* GIVEN INSTRUCTION *
Starting at the beginning of the records and continuing through the line containing "column 307, row 318", swap "fish fin" for "tail fin". Reproduce only those lines, leaving everything else unchanged.

* INPUT FOR THIS TASK *
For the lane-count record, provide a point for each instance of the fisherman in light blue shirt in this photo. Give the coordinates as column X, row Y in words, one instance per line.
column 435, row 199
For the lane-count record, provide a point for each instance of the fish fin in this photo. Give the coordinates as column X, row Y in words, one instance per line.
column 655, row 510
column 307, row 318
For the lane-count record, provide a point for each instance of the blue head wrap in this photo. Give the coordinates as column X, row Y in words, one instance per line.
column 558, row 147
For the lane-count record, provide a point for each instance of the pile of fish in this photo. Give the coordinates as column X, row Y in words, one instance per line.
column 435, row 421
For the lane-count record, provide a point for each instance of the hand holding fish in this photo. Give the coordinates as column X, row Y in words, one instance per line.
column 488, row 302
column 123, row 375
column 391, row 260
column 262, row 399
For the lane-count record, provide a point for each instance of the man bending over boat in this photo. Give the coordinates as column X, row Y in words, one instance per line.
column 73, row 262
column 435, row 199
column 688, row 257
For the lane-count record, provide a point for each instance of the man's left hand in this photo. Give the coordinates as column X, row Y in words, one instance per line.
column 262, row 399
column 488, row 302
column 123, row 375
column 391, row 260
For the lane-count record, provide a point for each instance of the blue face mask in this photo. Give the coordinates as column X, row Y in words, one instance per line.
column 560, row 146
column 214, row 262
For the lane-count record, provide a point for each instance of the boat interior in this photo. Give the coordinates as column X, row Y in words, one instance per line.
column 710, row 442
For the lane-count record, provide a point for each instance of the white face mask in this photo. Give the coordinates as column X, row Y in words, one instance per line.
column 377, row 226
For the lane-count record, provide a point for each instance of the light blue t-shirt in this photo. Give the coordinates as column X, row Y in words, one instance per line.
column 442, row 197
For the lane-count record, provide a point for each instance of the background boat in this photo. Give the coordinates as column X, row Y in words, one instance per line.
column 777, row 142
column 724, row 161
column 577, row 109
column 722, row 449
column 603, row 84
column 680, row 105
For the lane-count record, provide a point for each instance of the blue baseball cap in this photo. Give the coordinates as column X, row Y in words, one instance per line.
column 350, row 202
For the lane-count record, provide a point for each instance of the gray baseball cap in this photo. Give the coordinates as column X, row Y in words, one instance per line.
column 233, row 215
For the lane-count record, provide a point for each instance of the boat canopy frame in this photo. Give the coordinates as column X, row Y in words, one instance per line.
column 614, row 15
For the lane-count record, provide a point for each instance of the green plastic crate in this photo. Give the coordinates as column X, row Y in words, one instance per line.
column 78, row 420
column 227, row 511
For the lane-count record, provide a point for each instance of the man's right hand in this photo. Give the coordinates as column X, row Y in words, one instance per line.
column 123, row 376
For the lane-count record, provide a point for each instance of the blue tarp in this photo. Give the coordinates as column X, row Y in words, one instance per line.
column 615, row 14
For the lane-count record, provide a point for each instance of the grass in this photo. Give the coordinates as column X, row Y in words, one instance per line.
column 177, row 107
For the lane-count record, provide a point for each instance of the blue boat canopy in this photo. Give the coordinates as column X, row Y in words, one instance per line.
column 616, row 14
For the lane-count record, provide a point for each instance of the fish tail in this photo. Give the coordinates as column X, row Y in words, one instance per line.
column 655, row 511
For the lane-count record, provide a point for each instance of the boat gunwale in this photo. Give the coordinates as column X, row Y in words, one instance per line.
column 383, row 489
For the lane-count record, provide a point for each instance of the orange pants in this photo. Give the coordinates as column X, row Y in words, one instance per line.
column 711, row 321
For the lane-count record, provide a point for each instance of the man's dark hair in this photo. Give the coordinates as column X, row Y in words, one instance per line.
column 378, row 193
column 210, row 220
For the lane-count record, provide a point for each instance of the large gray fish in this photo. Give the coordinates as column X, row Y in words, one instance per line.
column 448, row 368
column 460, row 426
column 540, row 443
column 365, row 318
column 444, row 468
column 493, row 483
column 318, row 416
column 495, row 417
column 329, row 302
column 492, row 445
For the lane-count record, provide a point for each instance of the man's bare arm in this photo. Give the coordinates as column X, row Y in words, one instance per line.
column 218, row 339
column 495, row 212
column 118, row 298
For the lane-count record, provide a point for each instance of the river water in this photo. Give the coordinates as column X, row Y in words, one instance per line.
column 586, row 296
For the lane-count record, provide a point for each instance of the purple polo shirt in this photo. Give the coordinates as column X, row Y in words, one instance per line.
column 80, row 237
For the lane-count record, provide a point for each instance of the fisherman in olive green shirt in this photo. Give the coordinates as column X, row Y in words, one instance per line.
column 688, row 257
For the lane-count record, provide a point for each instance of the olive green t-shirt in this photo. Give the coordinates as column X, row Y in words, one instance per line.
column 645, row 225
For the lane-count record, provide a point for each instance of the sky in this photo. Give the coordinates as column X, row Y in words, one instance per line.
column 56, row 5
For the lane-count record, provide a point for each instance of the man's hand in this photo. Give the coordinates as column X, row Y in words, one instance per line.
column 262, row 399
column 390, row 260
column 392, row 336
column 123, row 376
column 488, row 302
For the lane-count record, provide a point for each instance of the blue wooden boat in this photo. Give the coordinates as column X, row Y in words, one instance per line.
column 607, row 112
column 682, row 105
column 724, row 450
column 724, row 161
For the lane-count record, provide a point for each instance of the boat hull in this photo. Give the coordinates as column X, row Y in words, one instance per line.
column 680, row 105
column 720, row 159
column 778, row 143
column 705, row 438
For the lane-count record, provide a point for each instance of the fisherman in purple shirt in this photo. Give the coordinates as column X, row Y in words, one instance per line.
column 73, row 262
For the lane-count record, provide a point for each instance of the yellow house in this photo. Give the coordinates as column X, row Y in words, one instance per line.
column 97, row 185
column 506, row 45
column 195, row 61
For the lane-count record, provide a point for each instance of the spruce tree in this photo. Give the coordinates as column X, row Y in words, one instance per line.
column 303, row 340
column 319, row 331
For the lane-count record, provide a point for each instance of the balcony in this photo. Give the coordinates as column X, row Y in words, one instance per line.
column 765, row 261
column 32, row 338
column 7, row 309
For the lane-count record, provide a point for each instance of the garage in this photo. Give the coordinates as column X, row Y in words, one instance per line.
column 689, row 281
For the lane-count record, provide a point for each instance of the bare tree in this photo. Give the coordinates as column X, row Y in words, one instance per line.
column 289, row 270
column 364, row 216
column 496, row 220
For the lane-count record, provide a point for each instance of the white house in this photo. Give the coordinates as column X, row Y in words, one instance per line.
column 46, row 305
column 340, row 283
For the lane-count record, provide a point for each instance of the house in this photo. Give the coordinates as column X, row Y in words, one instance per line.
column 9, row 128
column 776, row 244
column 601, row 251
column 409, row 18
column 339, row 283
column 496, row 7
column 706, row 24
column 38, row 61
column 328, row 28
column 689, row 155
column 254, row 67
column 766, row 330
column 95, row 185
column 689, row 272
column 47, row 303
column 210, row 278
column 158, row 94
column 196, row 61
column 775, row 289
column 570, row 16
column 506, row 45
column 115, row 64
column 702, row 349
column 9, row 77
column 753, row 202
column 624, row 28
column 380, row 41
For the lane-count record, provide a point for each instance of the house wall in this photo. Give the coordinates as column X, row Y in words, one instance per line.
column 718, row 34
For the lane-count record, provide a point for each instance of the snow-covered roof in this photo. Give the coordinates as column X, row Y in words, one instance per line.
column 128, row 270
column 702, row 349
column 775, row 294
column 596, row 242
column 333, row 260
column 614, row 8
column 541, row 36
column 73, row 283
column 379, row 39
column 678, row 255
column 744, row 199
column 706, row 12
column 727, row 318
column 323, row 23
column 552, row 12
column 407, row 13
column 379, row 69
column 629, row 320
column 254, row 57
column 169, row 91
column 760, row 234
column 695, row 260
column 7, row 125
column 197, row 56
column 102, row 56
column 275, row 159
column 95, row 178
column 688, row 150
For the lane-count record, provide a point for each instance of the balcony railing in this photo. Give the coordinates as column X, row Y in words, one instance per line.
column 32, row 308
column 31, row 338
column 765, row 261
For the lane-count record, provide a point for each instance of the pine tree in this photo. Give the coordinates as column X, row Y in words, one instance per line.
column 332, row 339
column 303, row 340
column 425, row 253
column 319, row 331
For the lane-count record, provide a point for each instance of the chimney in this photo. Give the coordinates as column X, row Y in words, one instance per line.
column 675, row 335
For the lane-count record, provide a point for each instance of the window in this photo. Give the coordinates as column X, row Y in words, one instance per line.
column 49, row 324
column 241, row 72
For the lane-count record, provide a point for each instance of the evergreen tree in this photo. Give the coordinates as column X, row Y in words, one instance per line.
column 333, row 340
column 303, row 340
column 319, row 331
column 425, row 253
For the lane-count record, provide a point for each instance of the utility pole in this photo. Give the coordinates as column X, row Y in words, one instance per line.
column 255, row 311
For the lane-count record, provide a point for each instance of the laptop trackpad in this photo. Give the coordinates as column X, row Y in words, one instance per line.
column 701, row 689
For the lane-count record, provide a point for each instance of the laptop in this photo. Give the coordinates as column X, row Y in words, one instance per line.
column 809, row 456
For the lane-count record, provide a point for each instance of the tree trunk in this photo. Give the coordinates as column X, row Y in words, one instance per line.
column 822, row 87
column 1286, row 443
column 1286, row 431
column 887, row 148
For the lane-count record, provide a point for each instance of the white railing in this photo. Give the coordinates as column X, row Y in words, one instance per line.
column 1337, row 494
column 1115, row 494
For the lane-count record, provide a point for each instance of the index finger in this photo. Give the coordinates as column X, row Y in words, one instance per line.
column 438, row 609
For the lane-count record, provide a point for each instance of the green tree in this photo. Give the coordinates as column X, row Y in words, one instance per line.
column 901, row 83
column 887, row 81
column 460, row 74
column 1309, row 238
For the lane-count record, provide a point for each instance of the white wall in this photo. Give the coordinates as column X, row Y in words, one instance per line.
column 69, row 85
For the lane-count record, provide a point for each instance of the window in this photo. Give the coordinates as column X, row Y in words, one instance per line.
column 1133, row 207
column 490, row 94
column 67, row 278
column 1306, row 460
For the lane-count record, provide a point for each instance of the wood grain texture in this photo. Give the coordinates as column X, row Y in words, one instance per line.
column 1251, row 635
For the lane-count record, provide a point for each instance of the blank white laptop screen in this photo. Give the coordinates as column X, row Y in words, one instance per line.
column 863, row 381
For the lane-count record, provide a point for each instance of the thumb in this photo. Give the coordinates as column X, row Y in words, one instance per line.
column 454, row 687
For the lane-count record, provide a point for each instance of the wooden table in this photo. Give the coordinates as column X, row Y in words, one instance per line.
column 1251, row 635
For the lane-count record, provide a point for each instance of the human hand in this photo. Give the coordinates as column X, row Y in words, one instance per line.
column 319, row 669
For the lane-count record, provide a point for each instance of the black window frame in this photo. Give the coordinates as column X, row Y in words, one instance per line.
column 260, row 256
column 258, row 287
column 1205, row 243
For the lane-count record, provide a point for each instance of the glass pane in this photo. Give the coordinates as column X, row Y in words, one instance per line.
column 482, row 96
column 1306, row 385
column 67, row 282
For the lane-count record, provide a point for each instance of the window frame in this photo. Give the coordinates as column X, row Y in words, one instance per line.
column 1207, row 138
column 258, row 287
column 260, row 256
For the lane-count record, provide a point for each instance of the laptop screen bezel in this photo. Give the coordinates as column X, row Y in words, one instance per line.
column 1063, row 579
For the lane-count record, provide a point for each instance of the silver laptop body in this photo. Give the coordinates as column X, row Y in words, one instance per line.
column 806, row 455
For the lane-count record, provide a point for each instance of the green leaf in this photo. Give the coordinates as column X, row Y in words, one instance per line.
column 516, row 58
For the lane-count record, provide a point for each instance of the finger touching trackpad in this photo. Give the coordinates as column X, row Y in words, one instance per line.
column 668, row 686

* COMPLETED TASK *
For the lane-count record, provide a point for each instance of the fisherman in light blue shirt in this photo. Give the coordinates as column X, row Y in words, one instance per line.
column 435, row 199
For the lane-count record, provide a point for each instance of the tail fin in this photo. Give the coordinates as column X, row Y in words, one instance per line.
column 655, row 510
column 307, row 318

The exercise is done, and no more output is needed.